**Requirement a**
In the account of studying winemaking, which degree was the bursary meant to fund?

**Selected text**
Unathi Mantshongo didn't know anything about winemaking.
Unathi Mantshongo didn't know anything about winemaking.
Image: Supplied

I was born in Mthatha in the Eastern Cape. I went to school there until I was in Grade 10, when we went to live in Boksburg on the East Rand, Gauteng, where I completed my schooling.

Growing up, the only liquor I knew about was beer. I knew nothing about wine and I definitely had never heard of winemaking as a career.

In fact, I only learned how to pronounce "oenology" when I was standing in line to register at Stellenbosch University! My mother applied for a bursary from the department of agriculture, forestry and fisheries (DAFF) for me to study for a BSc in viticulture and oenology.

... my mom got a call. I answered, because she was driving but when she heard it was from DAFF she stopped the car on the side of the highway to talk to them. They were offering me a comprehensive bursary that covered my studies, books, food and accommodation. She talked, took down notes, asked questions and made the tough decision there and then to send me to Stellenbosch to study winemaking. My mom turned the car around and we headed back to the East Rand Mall to buy me bedding for res.

When we got home my mom and I googled "winemaking" to find out what it was all about. I still wasn't sure what I was going to be studying! My mom was more concerned than I was.

She assured me that if I didn't like it, I could get a job and pay back the sponsors or graduate and study something else. I saw it as a new experience, but had no idea of how much hard work was involved.

Being a black student at Stellenbosch was pretty difficult. It was almost like being invisible. But I did make some good and interesting friends there from all over the world.

**Point annotation dataset records**
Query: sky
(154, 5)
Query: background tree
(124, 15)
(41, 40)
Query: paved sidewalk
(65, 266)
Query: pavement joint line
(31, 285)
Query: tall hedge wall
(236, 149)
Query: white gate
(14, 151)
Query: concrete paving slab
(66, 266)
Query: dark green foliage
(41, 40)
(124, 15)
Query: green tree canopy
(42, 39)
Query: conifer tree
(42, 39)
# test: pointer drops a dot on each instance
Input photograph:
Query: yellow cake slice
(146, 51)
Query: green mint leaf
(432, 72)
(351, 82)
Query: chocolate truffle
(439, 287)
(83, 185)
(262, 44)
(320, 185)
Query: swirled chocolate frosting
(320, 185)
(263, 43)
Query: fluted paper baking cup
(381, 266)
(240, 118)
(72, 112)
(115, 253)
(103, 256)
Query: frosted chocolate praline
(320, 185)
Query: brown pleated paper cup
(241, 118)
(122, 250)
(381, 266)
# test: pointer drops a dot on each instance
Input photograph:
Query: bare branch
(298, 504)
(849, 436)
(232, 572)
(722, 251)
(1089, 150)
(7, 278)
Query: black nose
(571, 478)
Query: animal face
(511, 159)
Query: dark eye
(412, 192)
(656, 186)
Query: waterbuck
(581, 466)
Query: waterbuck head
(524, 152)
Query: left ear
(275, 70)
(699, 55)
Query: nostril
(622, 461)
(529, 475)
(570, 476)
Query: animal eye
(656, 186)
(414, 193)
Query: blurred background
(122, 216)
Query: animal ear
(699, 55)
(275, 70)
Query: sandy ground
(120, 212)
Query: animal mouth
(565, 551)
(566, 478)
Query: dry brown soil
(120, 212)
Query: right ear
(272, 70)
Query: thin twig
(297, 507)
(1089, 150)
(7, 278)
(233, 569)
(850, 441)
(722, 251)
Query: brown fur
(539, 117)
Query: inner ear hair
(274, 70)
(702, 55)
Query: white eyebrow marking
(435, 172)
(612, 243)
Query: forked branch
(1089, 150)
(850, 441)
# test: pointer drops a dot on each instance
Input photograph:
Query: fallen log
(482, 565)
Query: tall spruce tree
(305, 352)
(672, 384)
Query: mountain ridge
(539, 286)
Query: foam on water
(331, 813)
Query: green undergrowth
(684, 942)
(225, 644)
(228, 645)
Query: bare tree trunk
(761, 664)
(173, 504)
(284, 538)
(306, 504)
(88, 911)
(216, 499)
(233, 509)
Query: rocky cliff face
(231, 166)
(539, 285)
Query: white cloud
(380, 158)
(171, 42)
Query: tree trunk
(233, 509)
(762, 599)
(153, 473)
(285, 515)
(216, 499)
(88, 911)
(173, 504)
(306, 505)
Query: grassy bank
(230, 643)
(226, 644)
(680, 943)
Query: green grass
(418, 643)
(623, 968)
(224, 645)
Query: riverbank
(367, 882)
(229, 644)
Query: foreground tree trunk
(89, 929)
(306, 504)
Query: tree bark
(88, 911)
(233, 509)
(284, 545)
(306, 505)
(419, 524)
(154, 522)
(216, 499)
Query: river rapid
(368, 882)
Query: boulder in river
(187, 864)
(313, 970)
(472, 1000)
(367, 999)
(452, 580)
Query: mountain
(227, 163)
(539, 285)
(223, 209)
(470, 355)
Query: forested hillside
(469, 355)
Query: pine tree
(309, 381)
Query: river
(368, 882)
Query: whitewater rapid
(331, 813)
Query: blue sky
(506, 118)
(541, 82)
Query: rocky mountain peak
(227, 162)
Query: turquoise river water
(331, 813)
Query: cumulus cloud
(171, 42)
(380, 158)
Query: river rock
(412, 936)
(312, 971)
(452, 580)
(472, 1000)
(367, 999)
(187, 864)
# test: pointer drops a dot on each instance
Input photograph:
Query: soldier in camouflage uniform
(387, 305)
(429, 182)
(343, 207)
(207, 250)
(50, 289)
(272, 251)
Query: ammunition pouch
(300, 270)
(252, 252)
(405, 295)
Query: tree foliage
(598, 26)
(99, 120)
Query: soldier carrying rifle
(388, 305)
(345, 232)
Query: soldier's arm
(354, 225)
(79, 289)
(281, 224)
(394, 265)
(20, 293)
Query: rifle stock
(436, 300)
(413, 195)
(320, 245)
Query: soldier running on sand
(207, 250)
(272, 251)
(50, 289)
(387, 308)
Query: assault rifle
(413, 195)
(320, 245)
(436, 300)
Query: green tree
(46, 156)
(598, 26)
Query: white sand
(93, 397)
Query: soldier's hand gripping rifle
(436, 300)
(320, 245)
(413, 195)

**Requirement b**
Output the part of the records that opens with the line containing "Query: blue sky" and closes at the end of the records, reproducing every line without changes.

**Solution a**
A BSc in viticulture and oenology.

**Solution b**
Query: blue sky
(506, 118)
(541, 82)
Query: rocky mountain peak
(227, 162)
Query: turquoise river water
(331, 813)
Query: cumulus cloud
(171, 42)
(380, 158)
Query: river rock
(412, 936)
(312, 971)
(452, 580)
(472, 1000)
(367, 999)
(187, 864)
# test: pointer drops a dot on each instance
Input photograph:
Query: soldier in camouflage uniform
(387, 305)
(429, 182)
(343, 207)
(207, 250)
(50, 289)
(272, 251)
Query: ammunition pouch
(300, 270)
(252, 252)
(405, 295)
Query: tree foliage
(598, 26)
(99, 120)
Query: soldier carrying rifle
(388, 305)
(345, 232)
Query: soldier's arm
(354, 225)
(79, 289)
(281, 224)
(394, 265)
(20, 293)
Query: rifle stock
(436, 300)
(413, 195)
(320, 245)
Query: soldier running on sand
(207, 250)
(272, 251)
(50, 289)
(387, 308)
Query: assault rifle
(413, 195)
(320, 245)
(436, 300)
Query: green tree
(46, 156)
(598, 26)
Query: white sand
(93, 397)
Query: soldier's hand gripping rifle
(436, 300)
(320, 245)
(413, 195)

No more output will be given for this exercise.